抜粋テキスト:
*-*-*
なお、上記3つのSNPのうち、rs110616206およびrs29026690の場合、A(リスクアレル)はマイナーアレルである。rs17872126の場合のA(リスクアレル)は、メジャーアリルである。ここで、上記したrs110616206、rs29026690およびrs17872126におけるグアニン(G)/アデニン(A)の多型は、ゲノムのアンチセンス方向の配列における塩基で示しているが、その相補配列において解析する場合は、これらの塩基の相補塩基であるシトシン(C)/チミン(T)が該多型に対応する多型である。
【0024】
なお、rs110616206、rs29026690およびrs17872126について、SNP塩基およびその前後60bpの領域を含む合計121bpの長さの配列を、それぞれ配列番号1、2および3に示した。それぞれ61番目の塩基が多型を有する。
【0025】
また、本発明において解析する塩基は上記のものに限定されず、上記(1)〜(3)に記載の多型と連鎖不平衡にある多型を用いることもできる。連鎖不平衡とは、2つの対立遺伝子がそれぞれ独立に遺伝する場合よりも大きな頻度で互いに連鎖して遺伝することをいう。このような連鎖不平衡を示す一群の対立遺伝子のことをハプロタイプと称する。上述の領域内において複数のSNPがある場合、その多型の組み合わせは個体によって異なる。この組み合わせがいわゆるハプロタイプマーカーとなる。このようなハプロタイプマーカーを利用して被験個体の遺伝情報とプロウイルスロードおよび後述するウシ白血病の有無とを関連付けることができる。本発明では、連鎖不平衡係数D’が好ましくは0.8以上、より好ましくは0.95以上、さらに好ましくは0.99以上、最も好ましくは1である多型を用いることができる。
*-*-*
課題の要件: 上の抜粋テキストのうち、「なお、上記3つのSNPのうち」から「る多型を用いることができる。」までをすべて、省略せずそのまま引用してもらえますか？
*-*-*
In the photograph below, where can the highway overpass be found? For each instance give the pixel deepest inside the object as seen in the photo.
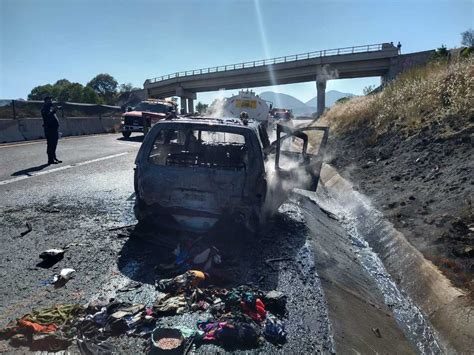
(341, 63)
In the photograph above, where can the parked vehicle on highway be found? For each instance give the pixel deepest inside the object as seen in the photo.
(198, 174)
(145, 115)
(281, 114)
(246, 101)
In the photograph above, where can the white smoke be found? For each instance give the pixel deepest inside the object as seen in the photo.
(216, 108)
(325, 73)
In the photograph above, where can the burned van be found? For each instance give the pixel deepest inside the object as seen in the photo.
(196, 174)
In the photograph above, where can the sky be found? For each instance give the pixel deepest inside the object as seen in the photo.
(42, 41)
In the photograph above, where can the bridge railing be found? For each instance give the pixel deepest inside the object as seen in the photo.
(273, 61)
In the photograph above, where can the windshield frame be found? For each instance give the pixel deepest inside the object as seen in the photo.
(165, 107)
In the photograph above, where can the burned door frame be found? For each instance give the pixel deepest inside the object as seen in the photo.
(312, 164)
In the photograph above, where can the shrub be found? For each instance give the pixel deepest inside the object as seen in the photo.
(418, 97)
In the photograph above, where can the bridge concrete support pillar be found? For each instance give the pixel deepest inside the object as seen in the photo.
(182, 105)
(190, 106)
(321, 100)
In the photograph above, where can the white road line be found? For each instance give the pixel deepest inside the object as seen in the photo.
(22, 177)
(38, 141)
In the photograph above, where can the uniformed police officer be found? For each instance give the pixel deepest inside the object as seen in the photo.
(51, 125)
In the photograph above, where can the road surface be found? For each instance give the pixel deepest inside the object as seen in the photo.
(334, 303)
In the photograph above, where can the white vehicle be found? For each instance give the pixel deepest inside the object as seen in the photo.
(247, 101)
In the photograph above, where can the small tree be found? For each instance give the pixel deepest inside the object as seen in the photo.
(105, 86)
(75, 91)
(128, 87)
(89, 96)
(200, 107)
(468, 38)
(39, 92)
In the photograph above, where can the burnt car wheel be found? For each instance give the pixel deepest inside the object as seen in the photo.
(139, 209)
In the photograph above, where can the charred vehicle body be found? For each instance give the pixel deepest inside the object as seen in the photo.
(198, 174)
(146, 114)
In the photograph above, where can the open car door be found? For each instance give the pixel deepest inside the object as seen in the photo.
(299, 153)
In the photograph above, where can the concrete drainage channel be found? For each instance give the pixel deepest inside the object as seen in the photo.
(431, 313)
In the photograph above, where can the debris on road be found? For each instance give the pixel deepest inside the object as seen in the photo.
(236, 317)
(269, 261)
(122, 227)
(329, 214)
(50, 257)
(29, 228)
(130, 287)
(63, 277)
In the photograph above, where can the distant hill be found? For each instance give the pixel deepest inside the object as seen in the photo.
(331, 97)
(299, 107)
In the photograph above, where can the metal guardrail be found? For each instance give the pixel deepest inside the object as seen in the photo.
(272, 61)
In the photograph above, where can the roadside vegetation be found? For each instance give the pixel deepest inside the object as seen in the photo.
(408, 146)
(102, 89)
(437, 93)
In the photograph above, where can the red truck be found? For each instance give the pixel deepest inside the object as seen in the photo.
(141, 117)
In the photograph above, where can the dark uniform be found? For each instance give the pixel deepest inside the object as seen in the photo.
(51, 125)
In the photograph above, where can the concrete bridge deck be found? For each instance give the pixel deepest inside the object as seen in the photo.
(320, 66)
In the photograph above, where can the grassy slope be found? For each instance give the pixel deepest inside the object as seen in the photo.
(409, 148)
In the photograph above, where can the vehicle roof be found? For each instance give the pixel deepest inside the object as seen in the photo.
(158, 101)
(209, 121)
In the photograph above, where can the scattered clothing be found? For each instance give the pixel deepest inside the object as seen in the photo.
(180, 283)
(275, 302)
(170, 305)
(274, 330)
(37, 328)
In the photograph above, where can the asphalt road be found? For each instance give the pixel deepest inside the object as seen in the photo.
(333, 303)
(76, 203)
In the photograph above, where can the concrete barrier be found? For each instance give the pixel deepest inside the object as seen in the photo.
(9, 131)
(32, 128)
(111, 124)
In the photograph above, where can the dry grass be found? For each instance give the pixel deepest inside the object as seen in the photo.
(418, 97)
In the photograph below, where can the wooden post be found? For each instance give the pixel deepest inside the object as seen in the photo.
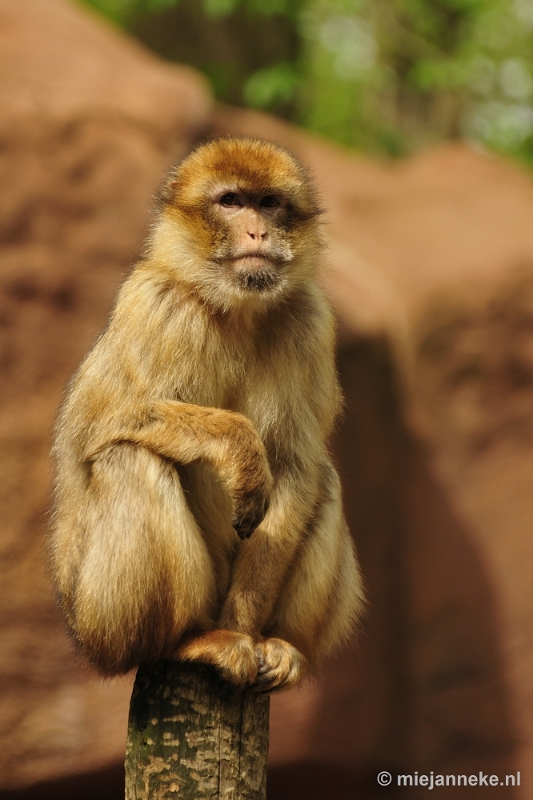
(192, 736)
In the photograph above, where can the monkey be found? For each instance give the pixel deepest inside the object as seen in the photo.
(197, 515)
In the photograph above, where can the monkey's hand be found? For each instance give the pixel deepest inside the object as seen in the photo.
(232, 653)
(280, 666)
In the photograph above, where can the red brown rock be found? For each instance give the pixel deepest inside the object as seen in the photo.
(431, 272)
(88, 123)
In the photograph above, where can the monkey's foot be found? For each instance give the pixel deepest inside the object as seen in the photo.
(280, 665)
(233, 654)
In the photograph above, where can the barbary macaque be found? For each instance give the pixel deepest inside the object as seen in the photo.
(197, 513)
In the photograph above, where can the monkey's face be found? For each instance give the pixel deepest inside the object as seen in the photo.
(241, 215)
(250, 240)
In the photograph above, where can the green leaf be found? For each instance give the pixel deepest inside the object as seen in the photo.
(271, 86)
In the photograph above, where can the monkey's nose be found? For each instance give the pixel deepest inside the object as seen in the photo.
(258, 234)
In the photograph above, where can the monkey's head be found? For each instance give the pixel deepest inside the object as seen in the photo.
(238, 223)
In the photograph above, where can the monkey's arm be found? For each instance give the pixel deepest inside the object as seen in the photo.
(184, 432)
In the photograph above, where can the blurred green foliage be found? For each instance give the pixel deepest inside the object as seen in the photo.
(386, 76)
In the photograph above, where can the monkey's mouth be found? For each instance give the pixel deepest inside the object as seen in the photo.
(248, 261)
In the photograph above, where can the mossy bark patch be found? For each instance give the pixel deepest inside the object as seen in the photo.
(191, 735)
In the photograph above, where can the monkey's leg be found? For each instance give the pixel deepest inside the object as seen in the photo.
(144, 572)
(317, 591)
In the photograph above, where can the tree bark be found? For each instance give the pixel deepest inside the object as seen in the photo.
(191, 735)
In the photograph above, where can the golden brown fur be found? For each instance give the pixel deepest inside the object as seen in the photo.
(209, 397)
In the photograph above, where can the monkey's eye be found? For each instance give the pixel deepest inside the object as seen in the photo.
(230, 199)
(270, 201)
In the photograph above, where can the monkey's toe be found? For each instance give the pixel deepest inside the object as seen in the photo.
(280, 666)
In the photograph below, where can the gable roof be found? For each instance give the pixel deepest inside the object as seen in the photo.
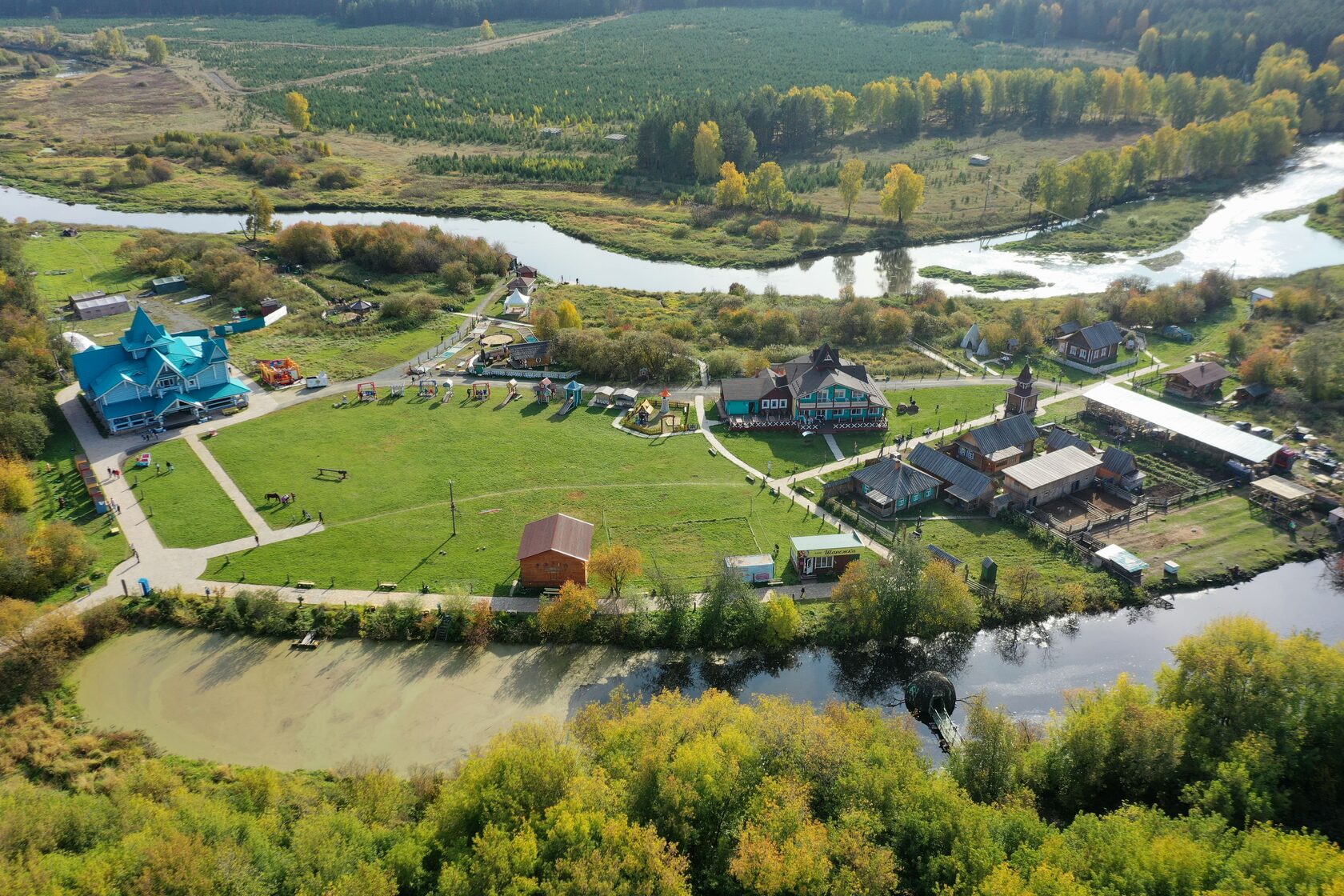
(1061, 437)
(1101, 334)
(1201, 374)
(558, 532)
(1011, 431)
(1051, 468)
(894, 478)
(1118, 461)
(964, 482)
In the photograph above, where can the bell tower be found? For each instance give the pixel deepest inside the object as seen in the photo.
(1023, 394)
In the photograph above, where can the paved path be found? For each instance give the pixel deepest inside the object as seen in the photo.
(166, 567)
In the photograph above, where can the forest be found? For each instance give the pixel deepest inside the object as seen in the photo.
(1209, 782)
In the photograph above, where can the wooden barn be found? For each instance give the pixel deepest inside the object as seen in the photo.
(555, 551)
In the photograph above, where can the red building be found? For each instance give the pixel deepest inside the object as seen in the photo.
(555, 551)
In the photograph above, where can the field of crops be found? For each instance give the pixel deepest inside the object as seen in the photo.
(616, 71)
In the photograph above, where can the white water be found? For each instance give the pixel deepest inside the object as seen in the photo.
(1234, 238)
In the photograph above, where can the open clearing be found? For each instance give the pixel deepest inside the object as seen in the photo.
(508, 465)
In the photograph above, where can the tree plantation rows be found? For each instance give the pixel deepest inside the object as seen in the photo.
(602, 75)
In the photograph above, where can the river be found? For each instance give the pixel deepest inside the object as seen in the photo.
(1233, 237)
(253, 700)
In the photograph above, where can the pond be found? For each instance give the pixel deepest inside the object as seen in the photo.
(1235, 234)
(253, 700)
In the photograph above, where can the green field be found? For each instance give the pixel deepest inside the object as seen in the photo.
(390, 522)
(187, 508)
(1134, 227)
(606, 73)
(945, 406)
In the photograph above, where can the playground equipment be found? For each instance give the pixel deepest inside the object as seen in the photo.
(278, 372)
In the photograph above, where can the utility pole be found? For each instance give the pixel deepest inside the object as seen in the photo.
(452, 506)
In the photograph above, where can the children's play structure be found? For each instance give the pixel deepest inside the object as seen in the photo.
(278, 372)
(573, 395)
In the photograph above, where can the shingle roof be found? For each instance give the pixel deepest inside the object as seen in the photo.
(1051, 468)
(1008, 433)
(1201, 374)
(747, 389)
(1059, 438)
(558, 532)
(529, 351)
(964, 482)
(1102, 334)
(894, 478)
(1118, 461)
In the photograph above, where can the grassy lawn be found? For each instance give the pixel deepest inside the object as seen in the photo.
(187, 506)
(942, 406)
(88, 259)
(1210, 334)
(390, 520)
(1134, 227)
(344, 354)
(1210, 538)
(63, 481)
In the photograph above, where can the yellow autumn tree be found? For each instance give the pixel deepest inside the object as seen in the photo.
(902, 192)
(298, 112)
(562, 618)
(567, 316)
(731, 190)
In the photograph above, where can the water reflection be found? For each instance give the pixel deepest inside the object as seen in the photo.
(895, 270)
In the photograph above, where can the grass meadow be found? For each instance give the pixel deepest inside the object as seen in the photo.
(507, 465)
(187, 508)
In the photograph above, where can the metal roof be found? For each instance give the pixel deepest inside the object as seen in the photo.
(1051, 468)
(964, 482)
(1282, 488)
(826, 542)
(558, 532)
(1193, 426)
(1122, 558)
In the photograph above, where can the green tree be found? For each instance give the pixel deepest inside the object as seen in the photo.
(563, 617)
(707, 152)
(851, 183)
(782, 621)
(298, 112)
(902, 192)
(261, 215)
(156, 50)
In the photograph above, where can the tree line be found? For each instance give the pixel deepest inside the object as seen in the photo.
(1197, 786)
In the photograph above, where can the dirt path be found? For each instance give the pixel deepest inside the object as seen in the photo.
(227, 83)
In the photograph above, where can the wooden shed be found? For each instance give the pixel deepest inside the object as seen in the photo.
(555, 551)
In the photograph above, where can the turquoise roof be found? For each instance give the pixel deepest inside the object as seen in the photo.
(142, 352)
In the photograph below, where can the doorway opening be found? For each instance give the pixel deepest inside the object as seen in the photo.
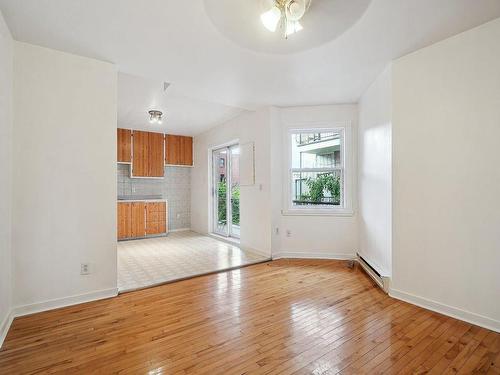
(226, 191)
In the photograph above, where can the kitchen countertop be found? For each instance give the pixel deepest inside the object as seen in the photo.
(140, 198)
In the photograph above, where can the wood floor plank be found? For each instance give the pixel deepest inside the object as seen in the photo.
(281, 317)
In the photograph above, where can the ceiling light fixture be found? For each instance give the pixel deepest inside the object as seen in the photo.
(155, 117)
(284, 13)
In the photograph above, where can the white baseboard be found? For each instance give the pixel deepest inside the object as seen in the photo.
(64, 302)
(312, 255)
(51, 305)
(179, 230)
(441, 308)
(255, 251)
(4, 327)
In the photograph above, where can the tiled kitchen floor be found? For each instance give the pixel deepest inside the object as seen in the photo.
(153, 261)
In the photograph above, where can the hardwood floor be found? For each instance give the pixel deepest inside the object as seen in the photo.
(281, 317)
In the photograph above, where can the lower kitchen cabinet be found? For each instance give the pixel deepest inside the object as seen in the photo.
(156, 218)
(140, 219)
(124, 220)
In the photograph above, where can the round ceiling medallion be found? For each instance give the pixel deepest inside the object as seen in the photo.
(324, 21)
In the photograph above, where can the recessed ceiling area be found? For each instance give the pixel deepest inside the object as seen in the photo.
(178, 42)
(325, 20)
(181, 114)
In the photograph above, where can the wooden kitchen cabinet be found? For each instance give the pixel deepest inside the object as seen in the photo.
(141, 219)
(147, 158)
(178, 150)
(138, 219)
(124, 146)
(155, 155)
(124, 220)
(156, 220)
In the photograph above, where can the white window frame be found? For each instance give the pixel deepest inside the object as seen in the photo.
(346, 161)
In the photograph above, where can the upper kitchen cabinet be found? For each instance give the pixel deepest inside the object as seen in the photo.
(124, 137)
(178, 150)
(147, 158)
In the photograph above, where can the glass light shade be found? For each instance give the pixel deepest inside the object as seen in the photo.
(271, 18)
(293, 27)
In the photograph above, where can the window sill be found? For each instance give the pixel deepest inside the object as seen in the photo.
(341, 212)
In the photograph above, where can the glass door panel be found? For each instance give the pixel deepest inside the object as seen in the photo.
(234, 178)
(220, 193)
(226, 191)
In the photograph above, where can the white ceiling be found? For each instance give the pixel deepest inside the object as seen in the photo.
(176, 41)
(239, 21)
(181, 115)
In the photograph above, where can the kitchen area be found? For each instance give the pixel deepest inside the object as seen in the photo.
(155, 243)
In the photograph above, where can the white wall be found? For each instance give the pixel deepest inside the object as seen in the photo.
(313, 236)
(6, 58)
(254, 200)
(446, 180)
(375, 173)
(64, 209)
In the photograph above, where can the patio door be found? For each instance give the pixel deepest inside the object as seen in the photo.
(226, 191)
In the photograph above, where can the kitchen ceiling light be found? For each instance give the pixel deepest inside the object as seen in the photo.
(285, 13)
(155, 117)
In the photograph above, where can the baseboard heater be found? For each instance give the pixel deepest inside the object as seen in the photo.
(381, 281)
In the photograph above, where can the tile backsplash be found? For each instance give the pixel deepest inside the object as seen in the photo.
(175, 188)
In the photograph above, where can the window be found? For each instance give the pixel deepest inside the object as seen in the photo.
(316, 171)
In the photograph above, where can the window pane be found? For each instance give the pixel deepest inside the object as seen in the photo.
(316, 189)
(316, 150)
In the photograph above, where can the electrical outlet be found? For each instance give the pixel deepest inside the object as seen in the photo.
(85, 269)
*-*-*
出力結果:
なお、上記3つのSNPのうち、rs110616206およびrs29026690の場合、A(リスクアレル)はマイナーアレルである。rs17872126の場合のA(リスクアレル)は、メジャーアリルである。ここで、上記したrs110616206、rs29026690およびrs17872126におけるグアニン(G)/アデニン(A)の多型は、ゲノムのアンチセンス方向の配列における塩基で示しているが、その相補配列において解析する場合は、これらの塩基の相補塩基であるシトシン(C)/チミン(T)が該多型に対応する多型である。
【0024】
なお、rs110616206、rs29026690およびrs17872126について、SNP塩基およびその前後60bpの領域を含む合計121bpの長さの配列を、それぞれ配列番号1、2および3に示した。それぞれ61番目の塩基が多型を有する。
【0025】
また、本発明において解析する塩基は上記のものに限定されず、上記(1)〜(3)に記載の多型と連鎖不平衡にある多型を用いることもできる。連鎖不平衡とは、2つの対立遺伝子がそれぞれ独立に遺伝する場合よりも大きな頻度で互いに連鎖して遺伝することをいう。このような連鎖不平衡を示す一群の対立遺伝子のことをハプロタイプと称する。上述の領域内において複数のSNPがある場合、その多型の組み合わせは個体によって異なる。この組み合わせがいわゆるハプロタイプマーカーとなる。このようなハプロタイプマーカーを利用して被験個体の遺伝情報とプロウイルスロードおよび後述するウシ白血病の有無とを関連付けることができる。本発明では、連鎖不平衡係数D’が好ましくは0.8以上、より好ましくは0.95以上、さらに好ましくは0.99以上、最も好ましくは1である多型を用いることができる。